PAGE EXCERPT:
Grapefruits, also known as the forbidden fruit of Barbados (oh yeah...) are surprisingly produced in the greatest quantity in the United States, China pulling a not-so tight Second by around 50% fewer the export capacity. If only the gold count were the same...High in vitamin C, and antioxidents (yes let's get our levels checked) grapefruits are that "classic" diet food. But my friends, did you know that the flesh of a grapefruit is 90.48% water? Perhaps it is why we reach for one when we are parched, when we are thirsty and tired, burned a little by the sun, and sweaty even at a standstill. Refreshing, a slap in the face, cool and sour refresh us. But if it's sour, you can't forget to add the sweet.


So a summer cake, what would you make a summer cake from? Too hot in the kitchen, that is the correct answer. But if you can handle the heat (we here at the Salty Cod are building our heat tolerance) then fire up the ovens. But we must have a reason to make a cake, cakes need venues, need purpose, that is what solidifies a cakes being. Give me a reason, and I will make you a cake. Then let's swim in the lake.

DIRECTIVES:
**A)** Please write out the part of the grapefruit passage that opens with the words containing "So a summer" and closes with "in the lake.".
**B)** Continue the grapefruit passage, starting after its final sentence.

DATA LINES:
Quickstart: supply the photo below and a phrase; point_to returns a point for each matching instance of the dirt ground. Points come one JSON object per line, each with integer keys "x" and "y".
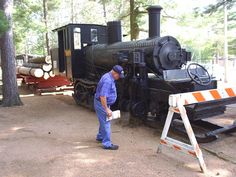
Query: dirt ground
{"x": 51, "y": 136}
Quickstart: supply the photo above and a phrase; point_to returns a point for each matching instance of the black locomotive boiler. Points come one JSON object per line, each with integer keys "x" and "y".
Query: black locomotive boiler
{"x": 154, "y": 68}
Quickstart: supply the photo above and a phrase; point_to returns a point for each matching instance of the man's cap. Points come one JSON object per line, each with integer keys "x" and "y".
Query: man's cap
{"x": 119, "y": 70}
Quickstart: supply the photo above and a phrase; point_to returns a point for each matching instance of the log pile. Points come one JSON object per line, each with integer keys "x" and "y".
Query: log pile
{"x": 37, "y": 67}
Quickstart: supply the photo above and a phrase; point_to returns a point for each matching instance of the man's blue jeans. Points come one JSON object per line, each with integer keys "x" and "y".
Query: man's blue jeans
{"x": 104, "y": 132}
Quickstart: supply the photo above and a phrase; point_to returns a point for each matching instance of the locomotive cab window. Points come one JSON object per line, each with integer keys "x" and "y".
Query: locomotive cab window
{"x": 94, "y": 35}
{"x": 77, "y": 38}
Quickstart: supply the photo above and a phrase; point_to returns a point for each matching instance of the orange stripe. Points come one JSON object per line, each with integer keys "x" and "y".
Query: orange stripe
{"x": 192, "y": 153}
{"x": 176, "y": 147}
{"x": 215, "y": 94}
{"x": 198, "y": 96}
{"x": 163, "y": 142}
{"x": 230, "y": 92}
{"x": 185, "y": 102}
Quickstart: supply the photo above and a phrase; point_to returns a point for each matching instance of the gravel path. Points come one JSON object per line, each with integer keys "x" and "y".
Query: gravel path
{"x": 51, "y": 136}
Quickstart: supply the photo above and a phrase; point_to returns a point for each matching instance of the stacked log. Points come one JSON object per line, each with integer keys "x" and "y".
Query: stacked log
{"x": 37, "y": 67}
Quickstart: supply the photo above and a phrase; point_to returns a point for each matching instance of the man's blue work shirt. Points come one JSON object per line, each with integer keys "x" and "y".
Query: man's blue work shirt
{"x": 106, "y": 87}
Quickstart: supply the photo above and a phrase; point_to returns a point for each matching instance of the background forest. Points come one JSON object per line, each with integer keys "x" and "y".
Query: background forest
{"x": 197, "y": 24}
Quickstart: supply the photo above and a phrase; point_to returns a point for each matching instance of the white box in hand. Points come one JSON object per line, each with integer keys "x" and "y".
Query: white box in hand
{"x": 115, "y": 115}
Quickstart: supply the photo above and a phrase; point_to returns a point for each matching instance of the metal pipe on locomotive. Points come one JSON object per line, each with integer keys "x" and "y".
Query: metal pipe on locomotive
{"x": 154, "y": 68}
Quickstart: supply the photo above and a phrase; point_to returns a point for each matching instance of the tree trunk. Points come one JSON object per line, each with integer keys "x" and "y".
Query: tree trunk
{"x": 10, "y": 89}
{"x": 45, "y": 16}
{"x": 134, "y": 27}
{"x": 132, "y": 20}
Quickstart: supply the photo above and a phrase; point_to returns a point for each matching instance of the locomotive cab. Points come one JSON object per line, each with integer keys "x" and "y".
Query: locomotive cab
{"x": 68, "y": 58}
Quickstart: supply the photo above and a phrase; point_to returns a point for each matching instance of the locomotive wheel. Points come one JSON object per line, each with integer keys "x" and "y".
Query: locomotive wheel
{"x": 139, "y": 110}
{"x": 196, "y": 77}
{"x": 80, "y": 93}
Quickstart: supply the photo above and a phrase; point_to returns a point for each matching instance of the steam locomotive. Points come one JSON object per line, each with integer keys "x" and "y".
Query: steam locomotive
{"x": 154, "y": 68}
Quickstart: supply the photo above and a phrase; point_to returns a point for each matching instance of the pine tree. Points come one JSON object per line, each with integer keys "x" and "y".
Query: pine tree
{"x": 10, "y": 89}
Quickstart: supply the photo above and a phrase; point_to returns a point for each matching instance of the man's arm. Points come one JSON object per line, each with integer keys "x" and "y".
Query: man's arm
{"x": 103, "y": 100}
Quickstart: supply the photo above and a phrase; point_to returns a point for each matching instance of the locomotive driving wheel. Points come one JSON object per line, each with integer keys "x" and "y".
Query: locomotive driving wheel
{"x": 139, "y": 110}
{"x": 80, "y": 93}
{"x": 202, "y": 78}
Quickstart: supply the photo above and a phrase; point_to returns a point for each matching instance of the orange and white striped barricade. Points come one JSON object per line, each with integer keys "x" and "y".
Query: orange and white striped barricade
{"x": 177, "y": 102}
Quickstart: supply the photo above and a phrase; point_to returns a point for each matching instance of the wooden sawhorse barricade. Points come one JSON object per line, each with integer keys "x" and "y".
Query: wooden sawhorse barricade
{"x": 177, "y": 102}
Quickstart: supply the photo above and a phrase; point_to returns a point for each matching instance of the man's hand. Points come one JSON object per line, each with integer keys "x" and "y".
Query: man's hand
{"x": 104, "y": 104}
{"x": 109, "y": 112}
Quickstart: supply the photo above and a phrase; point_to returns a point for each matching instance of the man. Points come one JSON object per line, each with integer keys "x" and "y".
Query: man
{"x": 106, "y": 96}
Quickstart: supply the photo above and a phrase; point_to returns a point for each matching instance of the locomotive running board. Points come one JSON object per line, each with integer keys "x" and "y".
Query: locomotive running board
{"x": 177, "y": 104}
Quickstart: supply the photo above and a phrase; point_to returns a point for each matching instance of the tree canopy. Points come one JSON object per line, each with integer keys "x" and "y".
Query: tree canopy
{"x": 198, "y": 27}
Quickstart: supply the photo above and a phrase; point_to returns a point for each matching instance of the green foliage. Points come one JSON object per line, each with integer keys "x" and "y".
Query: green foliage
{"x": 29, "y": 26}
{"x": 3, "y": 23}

ANSWERS BELOW:
**A)**
So a summer cake, what would you make a summer cake from? Too hot in the kitchen, that is the correct answer. But if you can handle the heat (we here at the Salty Cod are building our heat tolerance) then fire up the ovens. But we must have a reason to make a cake, cakes need venues, need purpose, that is what solidifies a cakes being. Give me a reason, and I will make you a cake. Then let's swim in the lake.

**B)**
My housemate S is having guests, that's a reason. Ancien amis from my first two years in Spokane expecting the revival of mallory-experimental baked goods, that's a reason. How about a selfish reason. I dedicate this cake to my knee! Yes, my little knee who has come back to me. Who bakes a cake for a knee. So perhaps, maybe this one time, I will write for grapefruits, as my editor told me, why not write about grapefruits for grapefruits? they deserve. So, I baked this cake for the sake of grapefruits. 14 August/Aout/ Agosto is now grapefruit day. Hey, so on y va.

I'm pulling out the flour and pre heating the oven and my phone whistles. It's E, what are you doing. i'm bored. The reply--i'm baking a cake. Why? Because. You can help if you bring me some mint. From where? the store, unless your new backyard herb garden is open for business. Ha Ha. I'll go. 5 minutes later, they're out of mint. grrr, get basil. They're out of basil. Do they have any bloody fresh herbs? Thyme and lemon grass. Fine, get the grass. What the hell am I going to do with lemon grass? Make Thai style noodles? Oh and E, get another grapefruit, we'll candy the peel. We'll what?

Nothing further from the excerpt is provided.